▶ TO DO:
Your task is to reproduce the entries below word for word.

▶ DATA SECTION:
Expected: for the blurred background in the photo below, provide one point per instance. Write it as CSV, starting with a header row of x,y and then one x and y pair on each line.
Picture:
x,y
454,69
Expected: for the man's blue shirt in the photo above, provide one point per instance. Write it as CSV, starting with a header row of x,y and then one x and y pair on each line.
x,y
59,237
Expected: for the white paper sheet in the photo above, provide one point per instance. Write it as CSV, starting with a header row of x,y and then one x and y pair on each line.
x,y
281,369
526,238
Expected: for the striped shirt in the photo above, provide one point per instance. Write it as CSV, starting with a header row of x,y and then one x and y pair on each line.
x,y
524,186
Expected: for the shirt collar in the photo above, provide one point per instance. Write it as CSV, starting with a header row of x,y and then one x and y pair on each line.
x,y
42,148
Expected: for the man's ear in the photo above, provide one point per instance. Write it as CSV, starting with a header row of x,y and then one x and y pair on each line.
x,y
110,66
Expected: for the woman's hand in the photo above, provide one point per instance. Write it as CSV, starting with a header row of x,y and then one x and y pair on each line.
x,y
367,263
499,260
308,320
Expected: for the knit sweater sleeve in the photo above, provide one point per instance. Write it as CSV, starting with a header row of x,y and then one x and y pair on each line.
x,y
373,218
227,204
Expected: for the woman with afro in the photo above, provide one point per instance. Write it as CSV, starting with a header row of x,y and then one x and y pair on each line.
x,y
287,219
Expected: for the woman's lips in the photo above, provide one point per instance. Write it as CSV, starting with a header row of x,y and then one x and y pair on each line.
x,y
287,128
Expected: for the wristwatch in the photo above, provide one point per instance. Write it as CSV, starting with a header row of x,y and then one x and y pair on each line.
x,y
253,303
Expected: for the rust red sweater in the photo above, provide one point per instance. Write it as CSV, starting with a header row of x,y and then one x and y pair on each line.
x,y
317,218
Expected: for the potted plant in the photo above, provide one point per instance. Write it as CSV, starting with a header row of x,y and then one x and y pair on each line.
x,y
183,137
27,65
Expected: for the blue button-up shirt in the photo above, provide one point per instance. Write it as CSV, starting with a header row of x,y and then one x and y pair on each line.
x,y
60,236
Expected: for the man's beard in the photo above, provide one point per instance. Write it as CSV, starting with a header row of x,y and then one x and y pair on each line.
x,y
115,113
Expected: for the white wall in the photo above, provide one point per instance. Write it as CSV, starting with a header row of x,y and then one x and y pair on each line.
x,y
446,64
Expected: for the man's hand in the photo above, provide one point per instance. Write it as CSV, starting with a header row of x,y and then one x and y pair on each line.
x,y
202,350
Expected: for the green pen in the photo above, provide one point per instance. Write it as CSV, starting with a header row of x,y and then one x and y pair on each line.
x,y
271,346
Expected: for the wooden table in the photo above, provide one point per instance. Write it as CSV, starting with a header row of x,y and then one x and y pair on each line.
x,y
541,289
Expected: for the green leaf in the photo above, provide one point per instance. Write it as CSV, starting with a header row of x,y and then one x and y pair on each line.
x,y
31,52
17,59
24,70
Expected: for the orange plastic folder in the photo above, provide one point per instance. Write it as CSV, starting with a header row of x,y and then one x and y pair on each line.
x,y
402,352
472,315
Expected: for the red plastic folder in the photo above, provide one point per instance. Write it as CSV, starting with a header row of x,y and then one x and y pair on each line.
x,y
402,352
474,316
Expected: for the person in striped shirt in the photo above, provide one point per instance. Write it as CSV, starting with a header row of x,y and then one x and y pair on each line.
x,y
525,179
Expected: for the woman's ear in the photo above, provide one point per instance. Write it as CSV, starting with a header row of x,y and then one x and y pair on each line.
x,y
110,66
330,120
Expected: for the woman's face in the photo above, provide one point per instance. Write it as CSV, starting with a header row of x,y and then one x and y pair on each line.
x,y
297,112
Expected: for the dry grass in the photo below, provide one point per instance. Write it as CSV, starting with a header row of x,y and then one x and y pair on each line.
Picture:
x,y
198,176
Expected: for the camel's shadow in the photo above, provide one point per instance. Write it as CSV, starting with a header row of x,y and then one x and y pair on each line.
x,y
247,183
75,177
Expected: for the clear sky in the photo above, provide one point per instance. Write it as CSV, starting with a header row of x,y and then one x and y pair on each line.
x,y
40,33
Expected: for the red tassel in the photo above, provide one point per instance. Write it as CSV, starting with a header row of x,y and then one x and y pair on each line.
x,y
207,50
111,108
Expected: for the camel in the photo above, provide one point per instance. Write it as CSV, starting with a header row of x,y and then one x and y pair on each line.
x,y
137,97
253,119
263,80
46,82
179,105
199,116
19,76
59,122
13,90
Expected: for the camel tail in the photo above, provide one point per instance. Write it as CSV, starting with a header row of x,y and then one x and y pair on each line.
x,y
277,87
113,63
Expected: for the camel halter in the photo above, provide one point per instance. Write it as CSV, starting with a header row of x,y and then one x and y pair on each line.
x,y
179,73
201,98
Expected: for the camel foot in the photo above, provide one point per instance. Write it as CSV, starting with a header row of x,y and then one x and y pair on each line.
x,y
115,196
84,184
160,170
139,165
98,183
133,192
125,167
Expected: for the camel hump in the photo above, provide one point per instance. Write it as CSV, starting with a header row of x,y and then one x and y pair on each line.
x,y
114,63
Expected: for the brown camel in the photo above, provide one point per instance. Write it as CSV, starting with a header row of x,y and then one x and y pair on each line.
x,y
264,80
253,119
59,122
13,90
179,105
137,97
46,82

▶ EXERCISE SOLUTION:
Expected: for the blurred background in the photo below, provide one point per instance. Write it as CSV, starting with a header row of x,y and then one x and y pair on each line.
Picture:
x,y
454,69
Expected: for the man's blue shirt in the photo above, provide one point per instance. Write it as CSV, starting with a header row of x,y and then one x and y pair on each line.
x,y
59,237
Expected: for the white paper sheet in the photo above, provide one point per instance. Write it as CSV, starting with a header row of x,y and then one x and y pair on each line.
x,y
281,369
526,238
Expected: for the striped shirt in the photo above, provide one point per instance. Write it as CSV, starting with a header row of x,y and then one x and y pair on each line.
x,y
524,186
Expected: for the shirt collar in the photo above, provide one point per instance. Write it as CSV, starting with a header row of x,y and then one x and y pair on each line.
x,y
42,148
Expected: for the man's ear in the photo above, provide one point per instance. Write it as CSV, starting with a header row of x,y and then one x and y pair on each line.
x,y
110,66
Expected: for the woman's hand in the photo above, provide one point per instance. Write it as CSV, starting with a header row of x,y and then one x and y pair on each line.
x,y
367,263
499,260
308,320
Expected: for the knit sweater sleeve in the photo above, provide one point per instance. Write it as CSV, starting with a header row of x,y and then one x and y pair on each line.
x,y
373,218
227,204
Expected: for the woman with afro in the photo above, provide one point per instance. Write it as CSV, starting with a header row of x,y and then one x and y pair on each line.
x,y
287,219
Expected: for the woman's lips in the photo above, provide one point per instance. Write it as CSV, starting with a header row of x,y and then one x and y pair on each line.
x,y
287,128
Expected: for the wristwatch in the photo above, provide one point per instance. Write it as CSV, starting with a header row of x,y and then one x and y pair on each line.
x,y
253,303
Expected: for the rust red sweater in the photo above, provide one point per instance. Write it as CSV, starting with a header row of x,y and then one x and y pair on each line.
x,y
317,218
Expected: for the potted plant in the photo above, provide one point per instance. Write it as CSV, starting with a header row of x,y and then one x and y pair on each line.
x,y
183,137
27,65
Expected: for the blue button-up shirt in the photo above, provide one point per instance. Write it as CSV, starting with a header row of x,y and then one x and y pair on each line.
x,y
60,236
Expected: for the man's beard in the photo above, provide one point per instance. Write it as CSV, starting with a header row of x,y and then one x and y pair on each line.
x,y
115,113
Expected: for the white wall in the photo above, provide one point per instance. Write it as CSV, starting with a header row of x,y and then one x and y pair on each line.
x,y
446,64
Expected: for the man's hand in the photo above, provide one point per instance. Write it as CSV, starting with a header row of x,y and then one x and y pair on each line.
x,y
202,350
Expected: for the green pen in the photo above, provide one point per instance. Write it as CSV, starting with a header row of x,y and then one x and y pair on each line.
x,y
271,346
Expected: for the wooden table in the photo above, provide one point per instance. Write it as CSV, starting with a header row of x,y and then one x and y pair on each line.
x,y
541,289
Expected: for the green leaf in the photo above, provide one point per instance. Write it as CSV, starting with a header row of x,y and then one x and y pair on each line.
x,y
31,52
17,59
24,70
Expected: for the orange plastic folder in the photo above, provide one point per instance. Write it as CSV, starting with a header row of x,y and then one x and y pair on each line.
x,y
402,352
472,315
Expected: for the red plastic folder in the photo above, provide one point per instance. Write it as CSV, starting with a header row of x,y and then one x and y pair on each line.
x,y
402,352
474,316
Expected: for the person in striped shirt in the photo above, provide one point per instance. Write it as CSV, starting with a header row of x,y and then one x and y pair on each line.
x,y
525,179
Expected: for the woman's ear in the photo above, provide one point per instance. Write it as CSV, starting with a header row of x,y and then one x and y pair on each line.
x,y
110,66
330,120
Expected: for the woman's face in the photo above, provide one point per instance. Write it as CSV, starting with a header row of x,y and then one x and y pair on each line.
x,y
297,112
Expected: for the dry grass in the photo below, provide one point per instance. Write it as CSV, starting with a header row of x,y and then one x and y pair on each line.
Picture:
x,y
198,176
Expected: for the camel's shadow in the photo above, provide one point per instance. Write it as CSV, starting with a header row of x,y and then one x and y pair on each line.
x,y
247,183
75,177
Expected: for the clear sky in the photo above, provide one point per instance. Write it as CSV, starting with a header row of x,y and then one x and y pair on each line.
x,y
40,33
Expected: for the red tassel in the photo above, provide one point per instance. Write it as CSV, starting with a header row of x,y and then one x and y pair on each line.
x,y
207,50
111,108
Expected: for the camel in the photo above, provide one point per instance. Write it as CSV, starting with a header row of x,y and then one x and y pair on each line.
x,y
137,97
253,119
263,80
46,82
179,105
199,116
19,76
59,122
13,90
Expected: for the camel tail in the photo above, provide one point per instance. Write it as CSV, starting with a header row of x,y and then one x and y pair on each line.
x,y
277,87
113,63
Expected: for the camel halter in the photo above, provide one point per instance. Write it as CSV, starting with a header row of x,y and then one x and y pair on each line.
x,y
179,73
201,98
Expected: for the camel foot in the photo above, provide one point per instance. Write it as CSV, starting with a header row of x,y and then one x and y pair on each line.
x,y
115,196
84,184
160,170
139,165
98,183
133,192
125,167
Expected: for the camel hump in the photo above, provide one point per instance. Write it as CSV, starting with a header row of x,y and then one x and y pair on each line.
x,y
114,63
Expected: for the brown camel in the photo above, provide one point per instance. Write it as CSV, starting with a header row of x,y and then one x and y pair on each line.
x,y
264,80
253,119
59,122
13,90
179,105
137,97
46,82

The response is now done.